Write out the records word for word, with no pictures.

(Point labeling examples)
_ _ _ _

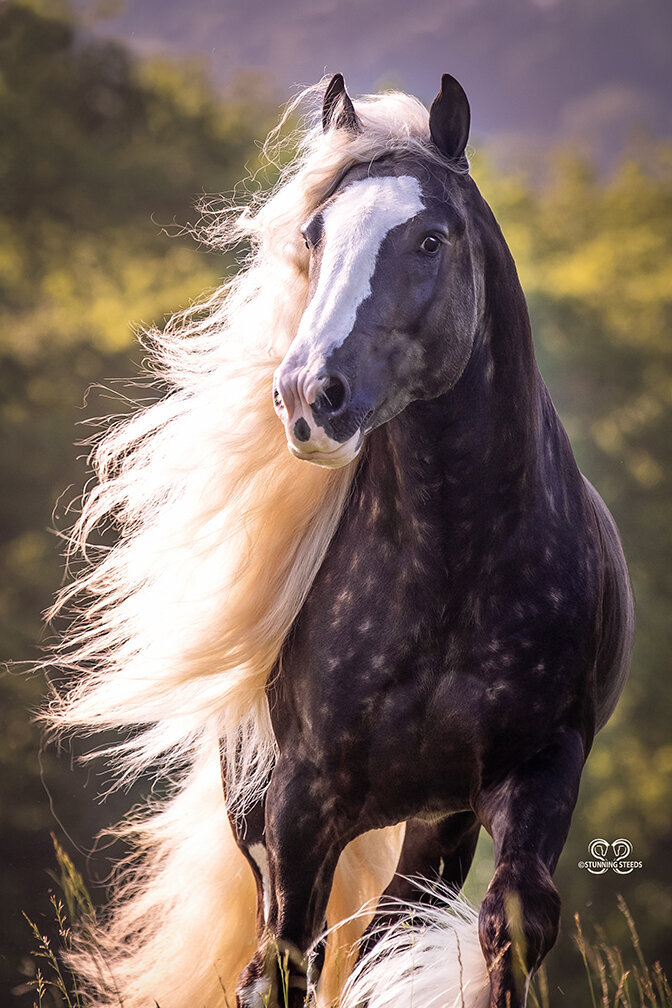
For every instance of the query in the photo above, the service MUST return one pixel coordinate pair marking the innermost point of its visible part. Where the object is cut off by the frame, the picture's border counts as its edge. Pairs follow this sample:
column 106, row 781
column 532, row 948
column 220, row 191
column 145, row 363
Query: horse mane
column 220, row 532
column 174, row 629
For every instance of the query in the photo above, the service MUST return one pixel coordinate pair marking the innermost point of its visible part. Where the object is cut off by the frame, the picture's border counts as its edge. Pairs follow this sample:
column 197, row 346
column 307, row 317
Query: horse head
column 393, row 288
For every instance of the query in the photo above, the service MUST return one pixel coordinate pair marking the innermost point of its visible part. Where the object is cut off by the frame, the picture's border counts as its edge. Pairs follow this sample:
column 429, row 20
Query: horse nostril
column 332, row 395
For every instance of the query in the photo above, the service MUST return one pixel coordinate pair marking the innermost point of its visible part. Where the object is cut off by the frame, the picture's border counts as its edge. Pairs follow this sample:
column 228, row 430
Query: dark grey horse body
column 469, row 628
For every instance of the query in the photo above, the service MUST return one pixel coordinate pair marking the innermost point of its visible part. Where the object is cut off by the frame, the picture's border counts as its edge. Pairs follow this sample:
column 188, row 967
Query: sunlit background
column 116, row 117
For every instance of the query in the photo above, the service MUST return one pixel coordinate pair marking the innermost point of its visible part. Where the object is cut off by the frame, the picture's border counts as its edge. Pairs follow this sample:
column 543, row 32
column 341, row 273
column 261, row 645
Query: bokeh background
column 116, row 117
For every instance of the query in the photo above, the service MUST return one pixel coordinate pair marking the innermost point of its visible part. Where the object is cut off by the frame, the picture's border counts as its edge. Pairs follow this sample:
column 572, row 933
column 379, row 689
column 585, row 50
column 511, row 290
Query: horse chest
column 390, row 657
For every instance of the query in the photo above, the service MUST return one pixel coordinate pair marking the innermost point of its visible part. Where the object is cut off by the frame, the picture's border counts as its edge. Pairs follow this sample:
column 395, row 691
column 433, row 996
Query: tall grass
column 615, row 978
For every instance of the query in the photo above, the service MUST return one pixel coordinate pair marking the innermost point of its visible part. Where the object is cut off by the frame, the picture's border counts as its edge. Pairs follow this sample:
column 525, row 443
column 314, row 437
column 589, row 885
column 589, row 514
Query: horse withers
column 469, row 627
column 383, row 652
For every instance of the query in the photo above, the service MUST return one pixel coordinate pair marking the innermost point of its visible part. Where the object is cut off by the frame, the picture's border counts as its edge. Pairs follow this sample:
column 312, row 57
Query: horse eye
column 431, row 244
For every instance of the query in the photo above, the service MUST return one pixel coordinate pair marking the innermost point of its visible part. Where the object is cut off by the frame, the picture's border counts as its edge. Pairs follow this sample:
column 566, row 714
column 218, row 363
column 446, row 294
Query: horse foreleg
column 431, row 851
column 528, row 815
column 304, row 838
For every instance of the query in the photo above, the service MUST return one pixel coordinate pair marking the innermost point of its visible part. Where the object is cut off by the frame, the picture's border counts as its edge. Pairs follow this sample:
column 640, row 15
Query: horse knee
column 276, row 978
column 518, row 924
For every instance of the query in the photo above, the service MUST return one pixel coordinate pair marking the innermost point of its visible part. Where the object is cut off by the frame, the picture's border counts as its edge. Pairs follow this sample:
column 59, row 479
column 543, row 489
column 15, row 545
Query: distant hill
column 544, row 70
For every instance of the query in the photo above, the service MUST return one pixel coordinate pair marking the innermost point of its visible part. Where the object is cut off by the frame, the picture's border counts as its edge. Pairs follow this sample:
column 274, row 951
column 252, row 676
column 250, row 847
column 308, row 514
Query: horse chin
column 334, row 458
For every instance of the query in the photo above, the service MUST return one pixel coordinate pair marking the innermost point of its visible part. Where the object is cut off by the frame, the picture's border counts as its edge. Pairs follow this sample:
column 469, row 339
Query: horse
column 344, row 670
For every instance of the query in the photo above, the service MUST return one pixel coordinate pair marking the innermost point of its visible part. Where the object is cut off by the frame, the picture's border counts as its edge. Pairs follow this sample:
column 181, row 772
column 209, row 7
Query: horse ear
column 338, row 109
column 449, row 118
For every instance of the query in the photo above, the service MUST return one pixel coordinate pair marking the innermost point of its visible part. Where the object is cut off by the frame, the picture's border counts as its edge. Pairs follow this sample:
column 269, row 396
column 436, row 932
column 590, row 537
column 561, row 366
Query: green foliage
column 105, row 158
column 101, row 162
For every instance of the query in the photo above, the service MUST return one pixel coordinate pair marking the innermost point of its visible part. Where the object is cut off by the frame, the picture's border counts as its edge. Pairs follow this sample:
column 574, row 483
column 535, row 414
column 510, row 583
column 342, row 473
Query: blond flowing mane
column 177, row 627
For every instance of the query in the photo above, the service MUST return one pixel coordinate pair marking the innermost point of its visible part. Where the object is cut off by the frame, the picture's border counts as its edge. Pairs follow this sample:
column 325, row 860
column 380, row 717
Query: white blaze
column 356, row 225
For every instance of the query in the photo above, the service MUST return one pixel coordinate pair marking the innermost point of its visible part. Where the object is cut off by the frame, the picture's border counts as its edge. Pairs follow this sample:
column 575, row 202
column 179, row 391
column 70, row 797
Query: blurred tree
column 100, row 157
column 594, row 258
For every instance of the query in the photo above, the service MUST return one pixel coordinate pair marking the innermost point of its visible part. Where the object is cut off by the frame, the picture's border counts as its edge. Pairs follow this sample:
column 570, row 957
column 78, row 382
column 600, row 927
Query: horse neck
column 471, row 457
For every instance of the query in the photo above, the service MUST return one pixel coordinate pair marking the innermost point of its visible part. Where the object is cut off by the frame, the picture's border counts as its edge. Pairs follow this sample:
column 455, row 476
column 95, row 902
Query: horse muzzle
column 315, row 412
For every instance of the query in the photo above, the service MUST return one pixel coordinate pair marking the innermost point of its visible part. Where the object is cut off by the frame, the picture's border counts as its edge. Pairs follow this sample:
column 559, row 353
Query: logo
column 618, row 860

_ _ _ _

## Expected output
For every instance of the query in the photo above, the service MUST return one pixel coordinate pair marking the innermost point of its visible part. Where the object is cut off by the frame, the picture's border counts as its edge. Pairs follow this sample:
column 106, row 781
column 532, row 948
column 220, row 191
column 145, row 363
Query: horse mane
column 220, row 532
column 174, row 629
For every instance of the query in the photo above, the service MUST return one pixel coordinate pair marking the innermost point of its visible part. Where the object is cut off by the frame, the picture's border counts as its edge. Pairs follow this sample:
column 197, row 346
column 307, row 317
Query: horse head
column 393, row 288
For every instance of the query in the photo above, the service MUST return one pixel coordinate pair marking the innermost point of its visible part. Where the object is cut off by the frame, the picture's border counts as its edge. Pairs follow this sample:
column 429, row 20
Query: horse nostril
column 332, row 395
For every instance of the query in the photo above, the service MUST return one pixel coordinate pair marking the innermost point of its visible part. Where the object is cut off by the frame, the picture's border counts as its edge. Pairs follow this sample:
column 228, row 430
Query: dark grey horse body
column 469, row 628
For every instance of the query in the photo above, the service MUST return one pixel coordinate pair marking the innermost point of its visible part. Where the object is cut off by the frame, the picture's border counts as its edge. Pairs follow this sample:
column 188, row 967
Query: sunlit background
column 116, row 117
For every instance of the query in the photo above, the service MUST return one pixel coordinate pair marking the innermost point of its visible part. Where the object is cut off by the frame, the picture's border counts as its edge. Pairs follow this sample:
column 543, row 32
column 341, row 273
column 261, row 645
Query: bokeh background
column 116, row 117
For every instance of the query in the photo above, the service MUST return one pixel coordinate pair marking the innermost point of its visible part. Where the object is cut off by the frame, the picture's border counts as its edge. Pairs follow this sample:
column 572, row 933
column 379, row 689
column 585, row 50
column 511, row 290
Query: horse chest
column 390, row 657
For every instance of the query in the photo above, the service MUST return one pixel coordinate pair marking the innermost point of its visible part. Where the object is cut off by the frame, the picture's border counts as its edge. Pairs follow this sample:
column 395, row 691
column 433, row 996
Query: tall grass
column 615, row 978
For every instance of the query in the photo above, the service MUST return one pixel coordinate pair marking the innermost point of its visible part. Where the object is cut off by the frame, the picture's border counts as its edge. Pairs follow this sample:
column 525, row 443
column 314, row 437
column 589, row 885
column 589, row 514
Query: horse withers
column 469, row 627
column 383, row 652
For every instance of the query in the photo above, the service MUST return one pixel coordinate pair marking the innermost point of its visible part. Where the object is cut off by the frame, the picture's border counts as its edge. Pairs follow this sample:
column 312, row 57
Query: horse eye
column 431, row 244
For every instance of the query in the photo above, the service MUST return one pixel coordinate pair marking the innermost point of its visible part. Where the object is cut off by the frame, the picture's border counts as its edge. Pairs follow this sample:
column 566, row 714
column 218, row 363
column 446, row 294
Query: horse foreleg
column 431, row 851
column 528, row 815
column 304, row 838
For every instance of the query in the photo above, the service MUST return one pixel coordinate pair marking the innermost point of its visible part. Where the object is cut off by the frame, the picture's border counts as its edge. Pairs follow this sample:
column 640, row 15
Query: horse knee
column 276, row 978
column 518, row 924
For every instance of the query in the photo above, the service MUST return one pixel coordinate pair marking the innermost point of its visible part. Where the object is cut off by the frame, the picture's border counts as its edge. Pairs follow this sample:
column 59, row 479
column 543, row 489
column 15, row 545
Query: distant hill
column 544, row 70
For every instance of the query in the photo above, the service MUST return one pixel coordinate pair marking the innermost point of its visible part. Where the object is cut off by the frame, the picture's border counts as its edge. Pairs follow this sample:
column 274, row 951
column 252, row 676
column 250, row 847
column 308, row 514
Query: horse chin
column 334, row 458
For every instance of the query in the photo above, the service MUST return one pixel coordinate pair marking the innermost point of its visible part. Where the object is cut off by the frame, the picture's border counts as its edge. Pairs follow this sample:
column 469, row 339
Query: horse
column 344, row 670
For every instance of the query in the photo above, the service MUST return one pixel coordinate pair marking the innermost point of its visible part. Where the object is cut off by the frame, the picture's border counts as its edge. Pairs follow this sample:
column 181, row 772
column 209, row 7
Query: horse ear
column 338, row 109
column 449, row 118
For every instance of the query in the photo above, the service MUST return one pixel coordinate pair marking the innermost point of its visible part. Where the object is cut off by the frame, the picture's border counts as its edge. Pairs follow this sample:
column 269, row 396
column 436, row 932
column 590, row 537
column 561, row 366
Query: green foliage
column 105, row 158
column 101, row 162
For every instance of the query in the photo above, the service MUST return one pixel coordinate pair marking the innermost point of its visible part. Where the object is cut off by the frame, the picture's border counts as its edge. Pairs follow this sample:
column 574, row 483
column 535, row 414
column 510, row 583
column 342, row 473
Query: blond flowing mane
column 177, row 627
For every instance of the query in the photo above, the service MUST return one pixel coordinate pair marking the innermost point of its visible part. Where the object is cut off by the frame, the picture's border counts as its edge. Pairs follow this sample:
column 325, row 860
column 380, row 717
Query: white blaze
column 356, row 225
For every instance of the query in the photo above, the service MUST return one pixel coordinate pair marking the innermost point of its visible part. Where the object is cut off by the frame, the picture's border counts as its edge. Pairs follow this sample:
column 575, row 202
column 179, row 391
column 70, row 797
Query: blurred tree
column 100, row 157
column 594, row 258
For every instance of the query in the photo above, the service MUST return one pixel coordinate pair marking the innermost point of its visible part. Where the object is cut off by the frame, the picture's border counts as its edge. Pairs follow this sample:
column 570, row 957
column 78, row 382
column 600, row 927
Query: horse neck
column 471, row 457
For every instance of the query in the photo above, the service MUST return one pixel coordinate pair marking the innermost point of its visible part. Where the object is cut off by the frame, the picture's border counts as its edge. Pairs follow this sample:
column 455, row 476
column 95, row 902
Query: horse muzzle
column 315, row 412
For every instance of the query in the photo above, the service MUST return one pixel coordinate pair marking the innermost point of its visible part. Where the object is cut off by the frame, the picture's border counts as its edge. Pairs follow this sample:
column 559, row 353
Query: logo
column 618, row 860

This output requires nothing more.